▶ **REQUIRED WORK**
Write out the data again in full, exactly as it reads.

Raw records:
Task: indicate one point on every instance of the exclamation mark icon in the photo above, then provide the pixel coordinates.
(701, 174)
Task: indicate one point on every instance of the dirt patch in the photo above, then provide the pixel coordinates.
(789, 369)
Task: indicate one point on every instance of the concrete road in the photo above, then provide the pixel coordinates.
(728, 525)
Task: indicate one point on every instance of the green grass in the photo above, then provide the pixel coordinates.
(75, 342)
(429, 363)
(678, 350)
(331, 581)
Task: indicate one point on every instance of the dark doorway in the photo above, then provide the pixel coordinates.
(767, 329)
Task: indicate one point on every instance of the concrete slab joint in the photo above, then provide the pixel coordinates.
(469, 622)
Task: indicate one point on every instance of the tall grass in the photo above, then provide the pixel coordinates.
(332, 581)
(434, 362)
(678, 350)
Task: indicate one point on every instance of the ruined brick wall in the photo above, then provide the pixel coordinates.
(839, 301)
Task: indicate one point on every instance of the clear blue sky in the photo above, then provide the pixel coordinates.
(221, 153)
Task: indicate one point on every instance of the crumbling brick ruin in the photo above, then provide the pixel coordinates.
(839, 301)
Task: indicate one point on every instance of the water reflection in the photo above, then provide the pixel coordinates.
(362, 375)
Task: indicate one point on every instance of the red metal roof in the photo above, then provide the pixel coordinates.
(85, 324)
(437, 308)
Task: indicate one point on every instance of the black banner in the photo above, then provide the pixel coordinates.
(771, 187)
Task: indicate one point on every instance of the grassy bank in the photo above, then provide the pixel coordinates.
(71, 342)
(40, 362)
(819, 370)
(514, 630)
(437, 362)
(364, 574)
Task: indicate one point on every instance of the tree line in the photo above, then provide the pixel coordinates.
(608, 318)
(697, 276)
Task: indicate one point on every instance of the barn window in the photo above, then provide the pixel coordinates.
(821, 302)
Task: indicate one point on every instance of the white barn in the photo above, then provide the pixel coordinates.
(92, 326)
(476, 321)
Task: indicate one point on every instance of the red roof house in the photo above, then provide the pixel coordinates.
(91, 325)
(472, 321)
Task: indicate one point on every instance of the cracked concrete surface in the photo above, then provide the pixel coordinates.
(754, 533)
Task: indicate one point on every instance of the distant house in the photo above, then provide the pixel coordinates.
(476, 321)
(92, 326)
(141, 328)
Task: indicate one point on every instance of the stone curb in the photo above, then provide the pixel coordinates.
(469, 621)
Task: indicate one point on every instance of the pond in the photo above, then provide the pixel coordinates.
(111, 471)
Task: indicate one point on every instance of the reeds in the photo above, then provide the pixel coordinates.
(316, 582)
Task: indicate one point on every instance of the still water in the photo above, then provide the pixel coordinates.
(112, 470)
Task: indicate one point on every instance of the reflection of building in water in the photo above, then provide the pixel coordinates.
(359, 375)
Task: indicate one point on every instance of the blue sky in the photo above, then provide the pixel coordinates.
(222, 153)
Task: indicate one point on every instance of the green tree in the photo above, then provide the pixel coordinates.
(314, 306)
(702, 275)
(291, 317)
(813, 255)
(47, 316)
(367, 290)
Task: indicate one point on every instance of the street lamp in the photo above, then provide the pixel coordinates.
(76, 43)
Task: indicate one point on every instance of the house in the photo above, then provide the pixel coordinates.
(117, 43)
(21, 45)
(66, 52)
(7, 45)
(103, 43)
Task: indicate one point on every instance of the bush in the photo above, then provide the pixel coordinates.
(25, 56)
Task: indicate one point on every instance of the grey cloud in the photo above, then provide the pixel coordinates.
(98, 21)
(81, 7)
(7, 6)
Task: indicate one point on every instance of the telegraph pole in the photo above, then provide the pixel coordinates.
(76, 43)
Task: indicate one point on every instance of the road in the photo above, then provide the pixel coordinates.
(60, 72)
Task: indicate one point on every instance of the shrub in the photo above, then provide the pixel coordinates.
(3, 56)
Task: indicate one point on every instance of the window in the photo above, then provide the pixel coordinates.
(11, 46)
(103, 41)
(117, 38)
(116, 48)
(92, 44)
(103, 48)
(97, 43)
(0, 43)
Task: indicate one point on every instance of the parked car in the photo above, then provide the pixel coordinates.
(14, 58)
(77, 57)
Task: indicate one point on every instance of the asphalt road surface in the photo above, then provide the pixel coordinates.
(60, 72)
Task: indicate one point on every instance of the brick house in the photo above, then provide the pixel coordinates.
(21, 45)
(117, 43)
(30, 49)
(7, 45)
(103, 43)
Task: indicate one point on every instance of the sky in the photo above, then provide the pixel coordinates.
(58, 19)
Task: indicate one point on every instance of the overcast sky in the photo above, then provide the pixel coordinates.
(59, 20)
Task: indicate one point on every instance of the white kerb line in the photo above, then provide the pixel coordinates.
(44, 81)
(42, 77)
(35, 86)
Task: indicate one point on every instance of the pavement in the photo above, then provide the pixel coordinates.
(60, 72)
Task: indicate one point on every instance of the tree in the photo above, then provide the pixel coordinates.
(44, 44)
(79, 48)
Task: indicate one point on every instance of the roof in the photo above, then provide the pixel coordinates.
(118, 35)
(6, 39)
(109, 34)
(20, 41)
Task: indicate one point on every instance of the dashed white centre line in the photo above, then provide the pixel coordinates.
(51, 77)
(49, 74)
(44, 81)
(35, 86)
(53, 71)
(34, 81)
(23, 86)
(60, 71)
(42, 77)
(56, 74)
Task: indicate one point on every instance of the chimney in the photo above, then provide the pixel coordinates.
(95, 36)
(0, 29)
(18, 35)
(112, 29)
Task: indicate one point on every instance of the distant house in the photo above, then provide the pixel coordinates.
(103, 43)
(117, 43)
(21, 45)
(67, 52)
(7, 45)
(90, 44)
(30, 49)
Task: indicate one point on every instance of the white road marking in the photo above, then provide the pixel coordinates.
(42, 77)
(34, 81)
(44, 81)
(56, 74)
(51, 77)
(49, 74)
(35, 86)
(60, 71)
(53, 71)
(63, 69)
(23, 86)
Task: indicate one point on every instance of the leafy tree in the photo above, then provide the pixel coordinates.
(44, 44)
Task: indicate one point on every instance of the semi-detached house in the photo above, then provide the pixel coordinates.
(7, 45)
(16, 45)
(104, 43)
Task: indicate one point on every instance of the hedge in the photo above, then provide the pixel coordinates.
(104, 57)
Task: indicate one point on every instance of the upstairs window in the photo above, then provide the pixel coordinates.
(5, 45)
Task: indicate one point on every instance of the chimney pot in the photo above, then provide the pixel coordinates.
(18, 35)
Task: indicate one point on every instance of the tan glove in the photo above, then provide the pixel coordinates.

▶ **SOLUTION TO THE EXERCISE**
Task: indicate one point on every instance of the exclamation mark icon in the photo above, then provide the pixel coordinates.
(701, 174)
Task: indicate one point on every instance of the dirt patch in the photo above, then provide the pixel coordinates.
(789, 369)
Task: indicate one point on every instance of the concrete road in the photo above, then provide the pixel coordinates.
(728, 525)
Task: indicate one point on every instance of the green grass in the photo above, then provide the pixel coordinates.
(75, 342)
(429, 363)
(678, 350)
(331, 581)
Task: indicate one point on every instance of the dark doorway in the photo above, then provide the pixel coordinates.
(767, 329)
Task: indicate one point on every instance of the concrete slab joint in the photo above, then provide the pixel coordinates.
(469, 622)
Task: indicate one point on every instance of the tall grass in the photo above, then provide the pixel coordinates.
(332, 581)
(434, 362)
(678, 350)
Task: indicate one point on every instance of the ruined brick wall in the photo above, then provide the pixel coordinates.
(839, 301)
Task: indicate one point on every instance of the clear blue sky in the photo above, then provide the pixel coordinates.
(221, 153)
Task: indicate one point on every instance of the crumbling brick ruin in the photo above, then provide the pixel coordinates.
(839, 301)
Task: indicate one point on every instance of the water reflection in the photo above, then provide the pixel coordinates.
(362, 375)
Task: indicate one point on every instance of the red metal roof in the photo above, then provide the pixel coordinates.
(85, 324)
(437, 308)
Task: indicate one point on every instance of the black banner in the photo above, then provide the pixel coordinates.
(771, 187)
Task: indicate one point on every instance of the grassy bank in the photo above, then provide the pixel coordinates.
(71, 342)
(40, 362)
(819, 370)
(514, 630)
(437, 362)
(364, 574)
Task: indicate one point on every instance of the tree line in the photo above, then provide the pixel coordinates.
(608, 318)
(697, 276)
Task: indicate one point on every instance of the barn window in the photo above, then provide the pixel coordinates.
(821, 302)
Task: indicate one point on every instance of the white barn in the photo above, then provide the pixel coordinates.
(92, 326)
(476, 321)
Task: indicate one point on every instance of the red roof house in the photo above, then provide the pixel coordinates.
(91, 325)
(472, 321)
Task: indicate one point on every instance of the cracked concrete surface in the photo above, then provide the pixel coordinates.
(754, 533)
Task: indicate one point on every instance of the distant house in the photo above, then provide the pixel coordinates.
(476, 321)
(92, 326)
(141, 328)
Task: indicate one point on every instance of the stone curb in the photo above, then provide the pixel coordinates.
(469, 621)
Task: indicate one point on every instance of the pond in the photo above, then provide the pixel coordinates.
(111, 471)
Task: indicate one point on every instance of the reeds in the photo above, then provide the pixel coordinates.
(316, 582)
Task: indicate one point on every instance of the still water in the photo above, then provide the pixel coordinates.
(112, 470)
Task: indicate one point on every instance of the reflection of building in water in the photo above, then provide the pixel coordinates.
(359, 375)
Task: indicate one point on every instance of the blue sky in the photo above, then provide the pixel coordinates.
(222, 153)
Task: indicate one point on every instance of the green tree in the photo above, then provide the pixel coordinates.
(314, 306)
(702, 275)
(291, 317)
(813, 255)
(47, 316)
(367, 290)
Task: indicate one point on every instance of the street lamp in the photo above, then provide the pixel coordinates.
(76, 43)
Task: indicate one point on every instance of the house in the photo above, then provide the pixel coordinates.
(117, 43)
(21, 45)
(66, 52)
(7, 45)
(103, 43)
Task: indicate one point on every instance of the bush in the photo above, then provide the pixel coordinates.
(25, 56)
Task: indicate one point on every instance of the grey cloud in the photo above, then provide the pixel coordinates.
(98, 21)
(81, 7)
(7, 6)
Task: indicate one point on every instance of the telegraph pole in the photo above, then provide the pixel coordinates.
(76, 43)
Task: indicate one point on every instance of the road in the photo above, then provide the pixel coordinates.
(60, 72)
Task: indicate one point on every instance of the shrub in the photo above, then provide the pixel coordinates.
(3, 56)
Task: indicate one point on every instance of the window in the photo above, then provide the pixel coordinates.
(11, 46)
(103, 41)
(117, 38)
(116, 48)
(92, 44)
(103, 48)
(97, 43)
(0, 43)
Task: indicate one point on every instance of the parked car in the photo above, then provide the pixel coordinates.
(14, 58)
(77, 57)
Task: indicate one point on every instance of the asphalt road surface in the photo above, then provide the pixel coordinates.
(60, 72)
Task: indicate one point on every instance of the brick house in the photo above, then provide the pixel coordinates.
(21, 45)
(117, 43)
(30, 49)
(7, 45)
(103, 43)
Task: indicate one point on every instance of the sky in the photo above, then provide the pixel coordinates.
(58, 19)
Task: indicate one point on every instance of the overcast sky in the photo above, then provide the pixel coordinates.
(59, 20)
Task: indicate one point on every instance of the white kerb line in the photo above, then provide the pixel coordinates.
(44, 81)
(42, 77)
(35, 86)
Task: indicate one point on every instance of the pavement in the photo above, then provide the pixel coordinates.
(60, 72)
Task: indicate one point on every instance of the tree in the photo above, then provide the pixel coordinates.
(44, 44)
(79, 48)
Task: indicate one point on every instance of the roof in the photo above, then provide the pixel coordinates.
(118, 35)
(6, 39)
(109, 34)
(20, 41)
Task: indicate one point on every instance of the dashed white centre line in the photo above, then provide the pixel coordinates.
(51, 77)
(49, 74)
(44, 81)
(35, 86)
(53, 71)
(34, 81)
(23, 86)
(60, 71)
(42, 77)
(56, 74)
Task: indicate one point on every instance of the chimney in the photo above, then provide the pixel coordinates.
(95, 36)
(0, 29)
(18, 35)
(112, 29)
Task: indicate one point on every instance of the distant house in the photo above, then provide the pixel coordinates.
(103, 43)
(117, 43)
(21, 45)
(67, 52)
(7, 45)
(90, 44)
(30, 49)
Task: indicate one point on every instance of the white road marking in the photo above, then provide the pixel coordinates.
(42, 77)
(34, 81)
(44, 81)
(56, 74)
(51, 77)
(49, 74)
(35, 86)
(60, 71)
(53, 71)
(63, 69)
(23, 86)
Task: indicate one point on every instance of the leafy tree in the photo above, then provide the pixel coordinates.
(44, 44)
Task: indicate one point on every instance of the semi-detached house in the photo above, then provide the pixel coordinates.
(7, 45)
(16, 45)
(104, 43)
Task: indicate one point on every instance of the hedge in the photo above, then provide the pixel coordinates.
(104, 57)
Task: indicate one point on every instance of the upstairs window in the photo above, then provide the pixel coordinates.
(5, 45)
Task: indicate one point on every instance of the chimney pot in the photo above, then provide the pixel coordinates.
(18, 35)
Task: indicate one point on every instance of the tan glove in the photo above, then provide the pixel coordinates.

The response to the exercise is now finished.